Help Center> Cloud Container Engine> Best Practices> Networking> Using NodeLocal DNSCache to Improve DNS Performance

Using NodeLocal DNSCache to Improve DNS Performance

Challenges

During DNS resolution, if there are a large number of requests, CoreDNS will be under pressure, which has the following impacts:

  • The query becomes slow, affecting service performance.
  • CoreDNS requires higher specifications.

Solutions

NodeLocal DNSCache improves cluster DNS performance by running DNS cache proxies on cluster nodes.

After NodeLocal DNSCache is enabled, a DNS query goes through the path as shown below.

Figure 1 NodeLocal DNSCache query path

Notes and Constraints

The method in this section applies only to CCE clusters. The method that applies to CCE Turbo clusters will be provided later.

Installing NodeLocal DNSCache

NodeLocal DNSCache: https://github.com/kubernetes/kubernetes/blob/master/cluster/addons/dns/nodelocaldns/nodelocaldns.yaml

The file contains the following resources:

  • Service account named node-local-dns
  • Service named kube-dns-upstream
  • ConfigMap named node-local-dns
  • DaemonSet named node-local-dns

The meanings of the key fields are as follows:

  • __PILLAR__DNS__SERVER__: cluster IP address of the CoreDNS Service, which can be obtained by running the kubectl get svc -n kube-system -l k8s-app=coredns -o jsonpath='{$.items[*].spec.clusterIP}' command. Generally, the value is 10.247.3.10.
  • __PILLAR__LOCAL__DNS__: local IP address of the DNSCache. The default value is 169.254.20.10.
  • __PILLAR__DNS__DOMAIN__: cluster domain. The default value is cluster.local.
  • __PILLAR__CLUSTER__DNS__: upstream server for query in the cluster
  • __PILLAR__UPSTREAM__SERVERS__: upstream server for external query

To install NodeLocal DNSCache in CCE, you need to perform the following operations:

  1. CCE uses CoreDNS instead of kube-dns. Therefore, the kube-dns-upstream Service can be deleted.

*Material*.
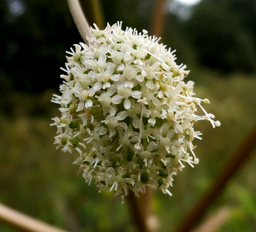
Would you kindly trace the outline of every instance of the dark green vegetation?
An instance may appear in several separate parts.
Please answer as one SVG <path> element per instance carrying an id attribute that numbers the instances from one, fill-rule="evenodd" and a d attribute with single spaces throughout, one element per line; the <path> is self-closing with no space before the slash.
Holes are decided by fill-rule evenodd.
<path id="1" fill-rule="evenodd" d="M 153 1 L 102 1 L 106 21 L 150 33 Z M 50 119 L 59 114 L 50 100 L 62 81 L 66 50 L 81 40 L 66 2 L 23 0 L 26 10 L 19 16 L 12 15 L 7 2 L 0 2 L 0 202 L 74 231 L 133 231 L 121 199 L 98 193 L 93 182 L 88 186 L 76 175 L 72 163 L 78 153 L 63 153 L 52 144 L 56 129 Z M 162 41 L 192 70 L 187 80 L 196 82 L 196 96 L 210 100 L 205 109 L 222 125 L 196 124 L 203 134 L 195 150 L 199 163 L 174 177 L 172 197 L 154 194 L 160 231 L 175 228 L 255 122 L 255 5 L 203 0 L 187 20 L 166 16 Z M 219 232 L 255 230 L 255 154 L 209 210 L 230 209 Z M 2 224 L 0 231 L 16 231 Z"/>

*Actions to take*.
1) According to the NodeLocal DNSCache page, what is the default local IP address of the DNSCache?
2) Continue the NodeLocal DNSCache page from the point where it stops.
The rows are not needed.

*In response*.
1) 169.254.20.10

2)
  2. In iptables mode, run the following commands:
    sed 's/__PILLAR__DNS__SERVER__/10.247.3.10/g
      s/__PILLAR__LOCAL__DNS__/169.254.20.10/g
      s/__PILLAR__DNS__DOMAIN__/cluster.local/g' nodelocaldns.yaml
  3. In IPVS mode, run the following commands:
    sed 's/__PILLAR__CLUSTER__DNS__/10.247.3.10/g
      s/__PILLAR__LOCAL__DNS__/169.254.20.10/g
      s/[ |,]__PILLAR__DNS__SERVER__//g
      s/__PILLAR__DNS__DOMAIN__/cluster.local/g' nodelocaldns.yaml
  4. Replace the following DaemonSet startup command:

    args: [ "-localip", "169.254.20.10", "-conf", "/etc/Corefile", "-upstreamsvc", "coredns" ]

  5. Add the default imagePullSecrets of CCE.
  6. The k8s.gcr.io/dns/k8s-dns-node-cache:1.17.0 image cannot be pulled in regions in the Chinese Mainland. You are advised to pull the k8s.gcr.io/dns/k8s-dns-node-cache:1.17.0 image in regions outside the Chinese Mainland (such as Singapore), upload the image to SWR, and then modify image path in the YAML file.

The complete YAML file after modification in iptables mode is as follows:

apiVersion: v1
kind: ServiceAccount
metadata:
  name: node-local-dns
  namespace: kube-system
  labels:
    kubernetes.io/cluster-service: "true"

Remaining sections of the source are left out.